> _Reading text_:
'''

Scientists who have been investigating how to improve care for heart patients suffering from feelings of hopelessness and depression announced they are expanding their research to include how COVID-19 shelter-in-place and physical distancing have affected health outcomes in this population. The researchers are examining, in particular, how physical activity can mitigate these negative emotions.
According to Science Magazine, the University of Illinois Chicago investigative team and the National Institutes of Health have joined forces to broaden the focus of the “Heart Up!” study to see how it can limit the negative effects of pandemic stress on those dealing with cardiovascular issues.
The study originally enrolled 43 patients before the COVID-19 pandemic to see how physical activity can alleviate feelings of hopelessness in heart disease patients. The grant supplement provided by the NIH will allow the researchers to compare the progress of the first group of patients to those enrolled after the pandemic started, when safety precautions made it more difficult to be physically active due to social distancing and stay-at-home orders.
According to UIC Today, hopelessness is a negative outlook on life and a sense of helplessness toward the future. Hopelessness has been associated with decreased physical function and lower physical activity in people with heart disease.
“We are not focused on the virus itself, but on the effects of the COVID-19 shelter-in-place and physical distancing efforts on physical activity and other health outcomes,” said Susan Dunn, a UIC nursing professor and the study’s lead investigator, according to Science Magazine. “If physical activity is decreased, that puts heart disease patients at higher risk for complications and future development of heart disease and other chronic illnesses.”

'''

> _What to work on_:
Copy the text about the heart patient study from "The study originally" to "with heart disease.", switching each "heart disease" to "cardiovascular disease".

(Recorded data)
'''

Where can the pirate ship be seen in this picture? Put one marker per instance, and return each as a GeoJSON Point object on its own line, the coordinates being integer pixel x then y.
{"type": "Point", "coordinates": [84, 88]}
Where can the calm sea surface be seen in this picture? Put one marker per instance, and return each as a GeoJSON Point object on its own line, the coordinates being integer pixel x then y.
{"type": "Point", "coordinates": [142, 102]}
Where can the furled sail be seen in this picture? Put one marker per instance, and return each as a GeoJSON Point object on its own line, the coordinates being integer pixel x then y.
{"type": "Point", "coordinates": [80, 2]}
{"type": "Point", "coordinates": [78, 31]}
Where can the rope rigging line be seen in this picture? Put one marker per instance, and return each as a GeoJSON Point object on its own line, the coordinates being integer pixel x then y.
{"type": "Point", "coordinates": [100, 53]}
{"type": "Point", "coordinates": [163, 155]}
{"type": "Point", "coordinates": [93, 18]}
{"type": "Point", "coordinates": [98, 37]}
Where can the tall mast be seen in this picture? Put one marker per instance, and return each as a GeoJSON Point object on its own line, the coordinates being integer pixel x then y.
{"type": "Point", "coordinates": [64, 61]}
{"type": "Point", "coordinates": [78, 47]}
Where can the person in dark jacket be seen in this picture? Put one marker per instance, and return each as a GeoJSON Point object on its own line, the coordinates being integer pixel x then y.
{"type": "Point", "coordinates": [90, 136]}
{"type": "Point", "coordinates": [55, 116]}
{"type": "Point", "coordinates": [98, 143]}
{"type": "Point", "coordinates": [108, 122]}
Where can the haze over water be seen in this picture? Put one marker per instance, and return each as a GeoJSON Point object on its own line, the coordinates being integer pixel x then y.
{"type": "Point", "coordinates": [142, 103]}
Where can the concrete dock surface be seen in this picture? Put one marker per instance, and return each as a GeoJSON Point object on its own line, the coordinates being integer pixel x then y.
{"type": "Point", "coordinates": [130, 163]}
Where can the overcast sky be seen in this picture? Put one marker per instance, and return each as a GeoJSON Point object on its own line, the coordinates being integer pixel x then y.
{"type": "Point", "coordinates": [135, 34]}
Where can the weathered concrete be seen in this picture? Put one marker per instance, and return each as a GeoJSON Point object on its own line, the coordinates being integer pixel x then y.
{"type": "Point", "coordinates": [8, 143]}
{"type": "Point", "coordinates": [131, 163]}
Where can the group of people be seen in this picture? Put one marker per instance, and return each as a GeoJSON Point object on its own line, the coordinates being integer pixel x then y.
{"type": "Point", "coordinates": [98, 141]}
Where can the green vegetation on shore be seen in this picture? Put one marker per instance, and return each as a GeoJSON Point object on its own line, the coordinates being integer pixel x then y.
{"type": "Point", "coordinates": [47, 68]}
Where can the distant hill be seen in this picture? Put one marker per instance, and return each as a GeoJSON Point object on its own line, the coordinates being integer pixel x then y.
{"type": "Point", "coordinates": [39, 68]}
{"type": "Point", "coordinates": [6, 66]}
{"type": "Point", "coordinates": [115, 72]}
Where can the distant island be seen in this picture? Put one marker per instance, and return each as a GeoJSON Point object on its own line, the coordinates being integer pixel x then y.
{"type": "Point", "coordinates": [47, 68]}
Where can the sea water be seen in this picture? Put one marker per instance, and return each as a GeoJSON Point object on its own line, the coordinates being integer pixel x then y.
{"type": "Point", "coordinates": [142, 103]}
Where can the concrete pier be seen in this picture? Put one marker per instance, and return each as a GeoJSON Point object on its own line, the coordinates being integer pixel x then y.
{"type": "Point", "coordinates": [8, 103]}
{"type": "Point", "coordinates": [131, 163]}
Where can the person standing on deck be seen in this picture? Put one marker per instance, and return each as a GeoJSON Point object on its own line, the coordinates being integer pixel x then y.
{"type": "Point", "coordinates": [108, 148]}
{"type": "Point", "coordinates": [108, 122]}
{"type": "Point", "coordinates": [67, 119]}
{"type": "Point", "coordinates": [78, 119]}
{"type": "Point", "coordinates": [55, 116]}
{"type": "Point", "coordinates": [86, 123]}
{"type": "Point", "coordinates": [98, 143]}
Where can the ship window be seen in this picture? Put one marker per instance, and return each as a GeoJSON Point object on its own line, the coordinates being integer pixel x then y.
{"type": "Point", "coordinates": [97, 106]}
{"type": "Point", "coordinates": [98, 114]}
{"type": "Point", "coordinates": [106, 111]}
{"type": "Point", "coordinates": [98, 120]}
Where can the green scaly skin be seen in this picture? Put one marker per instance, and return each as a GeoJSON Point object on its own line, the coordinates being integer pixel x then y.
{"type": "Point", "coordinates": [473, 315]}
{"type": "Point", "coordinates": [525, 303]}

'''

> _Task output_:
The study originally enrolled 43 patients before the COVID-19 pandemic to see how physical activity can alleviate feelings of hopelessness in cardiovascular disease patients. The grant supplement provided by the NIH will allow the researchers to compare the progress of the first group of patients to those enrolled after the pandemic started, when safety precautions made it more difficult to be physically active due to social distancing and stay-at-home orders.
According to UIC Today, hopelessness is a negative outlook on life and a sense of helplessness toward the future. Hopelessness has been associated with decreased physical function and lower physical activity in people with cardiovascular disease.